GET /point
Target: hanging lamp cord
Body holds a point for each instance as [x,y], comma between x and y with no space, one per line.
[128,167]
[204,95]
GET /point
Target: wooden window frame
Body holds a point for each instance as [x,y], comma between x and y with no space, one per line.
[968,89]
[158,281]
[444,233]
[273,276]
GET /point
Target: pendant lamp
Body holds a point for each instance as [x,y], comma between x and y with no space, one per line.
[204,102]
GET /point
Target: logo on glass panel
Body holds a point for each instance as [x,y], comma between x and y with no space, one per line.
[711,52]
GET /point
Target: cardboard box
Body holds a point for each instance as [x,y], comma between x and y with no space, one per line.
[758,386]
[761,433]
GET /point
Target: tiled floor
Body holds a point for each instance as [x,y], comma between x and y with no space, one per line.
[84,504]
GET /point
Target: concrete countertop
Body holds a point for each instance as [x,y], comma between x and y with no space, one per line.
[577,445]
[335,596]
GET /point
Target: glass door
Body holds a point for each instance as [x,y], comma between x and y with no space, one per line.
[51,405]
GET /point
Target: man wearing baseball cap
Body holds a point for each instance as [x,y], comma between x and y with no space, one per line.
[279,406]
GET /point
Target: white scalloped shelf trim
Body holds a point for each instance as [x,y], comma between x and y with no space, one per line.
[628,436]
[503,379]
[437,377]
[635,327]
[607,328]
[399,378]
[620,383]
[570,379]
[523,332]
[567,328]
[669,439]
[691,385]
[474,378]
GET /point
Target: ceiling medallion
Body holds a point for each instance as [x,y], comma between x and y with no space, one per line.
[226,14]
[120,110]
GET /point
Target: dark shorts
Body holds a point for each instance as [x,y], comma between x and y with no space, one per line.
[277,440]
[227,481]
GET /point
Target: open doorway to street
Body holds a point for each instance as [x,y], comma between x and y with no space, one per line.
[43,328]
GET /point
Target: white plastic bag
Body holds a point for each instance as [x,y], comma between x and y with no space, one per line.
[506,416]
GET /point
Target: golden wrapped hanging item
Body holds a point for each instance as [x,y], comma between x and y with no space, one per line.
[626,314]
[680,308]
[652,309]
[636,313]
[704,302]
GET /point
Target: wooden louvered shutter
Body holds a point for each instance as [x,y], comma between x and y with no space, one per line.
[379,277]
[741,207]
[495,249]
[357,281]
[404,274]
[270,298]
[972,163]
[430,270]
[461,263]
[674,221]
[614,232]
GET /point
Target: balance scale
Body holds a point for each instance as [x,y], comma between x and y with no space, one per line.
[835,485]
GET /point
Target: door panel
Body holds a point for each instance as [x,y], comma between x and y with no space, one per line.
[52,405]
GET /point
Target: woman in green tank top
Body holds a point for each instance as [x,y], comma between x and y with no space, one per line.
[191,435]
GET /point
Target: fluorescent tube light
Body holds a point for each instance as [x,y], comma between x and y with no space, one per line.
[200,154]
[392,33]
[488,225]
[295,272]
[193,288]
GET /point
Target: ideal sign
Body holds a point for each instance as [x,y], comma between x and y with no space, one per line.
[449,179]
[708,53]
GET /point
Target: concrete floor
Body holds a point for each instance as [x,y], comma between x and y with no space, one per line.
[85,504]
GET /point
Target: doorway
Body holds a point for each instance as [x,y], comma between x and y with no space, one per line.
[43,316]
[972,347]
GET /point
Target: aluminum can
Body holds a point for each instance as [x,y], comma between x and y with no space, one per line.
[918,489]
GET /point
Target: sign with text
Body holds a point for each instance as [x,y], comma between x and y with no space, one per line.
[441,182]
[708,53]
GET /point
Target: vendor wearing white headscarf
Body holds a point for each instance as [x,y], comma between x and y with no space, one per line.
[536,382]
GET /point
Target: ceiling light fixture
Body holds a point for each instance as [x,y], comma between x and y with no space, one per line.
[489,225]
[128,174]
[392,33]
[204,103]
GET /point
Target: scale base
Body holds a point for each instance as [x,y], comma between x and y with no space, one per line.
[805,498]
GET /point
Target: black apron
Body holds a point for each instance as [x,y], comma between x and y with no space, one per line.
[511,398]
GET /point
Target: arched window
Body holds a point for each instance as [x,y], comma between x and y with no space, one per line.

○ ○ ○ ○ ○

## [Goal]
Using the material above, print every entry exactly as written.

## [Solution to the exercise]
GET /point
Target: hanging lamp cord
Body holds a point for each instance as [x,y], comma between x and y with no space, one per line.
[128,167]
[204,95]
GET /point
Target: wooden window frame
Body holds a point for each instance as [x,y], comma between x and y with no space, one per line.
[968,89]
[158,281]
[444,233]
[273,276]
GET /point
Target: pendant lamp
Body holds a point for each instance as [x,y], comma between x and y with no space, one per line.
[204,102]
GET /point
Target: logo on glass panel
Body holds a point for each instance as [x,y], comma between x and y with no space, one per line.
[711,52]
GET /point
Target: cardboard box
Body holds a point for each instance as [x,y], comma between x and y with no space, one per line.
[758,386]
[761,433]
GET /point
Target: tiled floor
Body holds a point for each instance as [x,y], comma between x and y with no space, one per line.
[84,504]
GET /point
Target: concrete countertop
Body holds a point for each instance as [x,y], comma between x and y with no space, one per line.
[577,445]
[335,596]
GET /point
Target: glass door
Body holds a point for each instance as [x,y], comma between x and y with no space, one per line.
[51,405]
GET /point
Target: man wearing baseball cap
Body holds a point for each instance as [x,y], comma between x and y with no space, one per line.
[279,406]
GET /point
Target: white scalloped shelf trim
Body holds a point for each instance as [x,y], comma between x and y with no space, one per line.
[628,436]
[503,379]
[437,377]
[635,327]
[607,328]
[399,378]
[620,383]
[570,379]
[523,332]
[567,328]
[669,439]
[691,385]
[474,378]
GET /point
Target: ceiling medallion
Body holds a point for each instance as [x,y], comma between x and y with no space, one per line.
[226,14]
[120,110]
GET /point
Target: dark shorts
Body holds a point for each instance as [x,y], comma between x and y with no space, one per line.
[277,440]
[227,481]
GET /point
Target: open doorway to street
Body holds a point for each instance as [x,y], comma between x and y with no space, one per line.
[43,328]
GET /point
Target: white plastic bag
Body holds a point for each instance as [x,y], comma between x and y with no space, one per line.
[506,416]
GET /point
Target: golden wrapped hanging item
Body holds a point for each instance as [x,y], comma between x and y with no space, one per line.
[626,314]
[680,308]
[652,309]
[636,313]
[704,302]
GET /point
Target: wooden louvered shutter
Body holds a point for each instance as [x,y], comma between x and y with no space, one per line.
[379,277]
[741,207]
[495,249]
[357,281]
[404,274]
[270,298]
[972,163]
[430,270]
[461,263]
[674,221]
[614,232]
GET /point
Target: balance scale
Body holds a point for each instance as [x,y], comma between x and y with no space, one per line.
[835,485]
GET /point
Target: door panel
Body holds a point for each instance as [x,y], comma between x and y with no space, one per line.
[52,405]
GET /point
Target: woman in green tank top
Body holds a point for each instance as [x,y], comma between x and y with no space, one per line.
[191,435]
GET /point
Target: fluorescent tube light
Body holds a point for each instance as [x,y], comma between x and y with no space, one per line.
[200,154]
[392,33]
[488,225]
[295,272]
[193,288]
GET /point
Target: ideal sign
Body holds a point for each instance as [x,y], comma between x and y with no space, one per line.
[449,179]
[708,53]
GET /point
Target: concrete floor
Body holds a point for each instance as [x,y], comma between x and y with no space, one per line.
[85,504]
GET /point
Target: doorway
Body holds a point for each instance as [x,y], comma between x and y with no space, one per line.
[43,316]
[972,347]
GET /point
Target: aluminum can
Body holds a point for each instance as [x,y], comma between x and y with no space, one per line.
[918,489]
GET /point
Target: sign with text
Body holds a point for each instance as [x,y], comma between x and y with no space, one per line.
[441,182]
[708,53]
GET /point
Target: vendor wearing white headscarf
Body holds a point for each instance as [x,y], comma between x and y with no space, one per line.
[536,382]
GET /point
Target: ceiling light fixture
Body holds a point for each instance as [x,y], comma between x and y with no space, one per line.
[489,225]
[128,174]
[392,33]
[204,103]
GET /point
Target: scale base
Body holds a point for each instance as [x,y], comma between x and y with no space, one per line.
[805,498]
GET /point
Target: black apron
Body holds a point for each instance as [x,y], comma between x and y with no space, one per line.
[511,398]
GET /point
Target: arched window
Body holds a point for each instance as [x,y], comma between x and y with no space, one per line.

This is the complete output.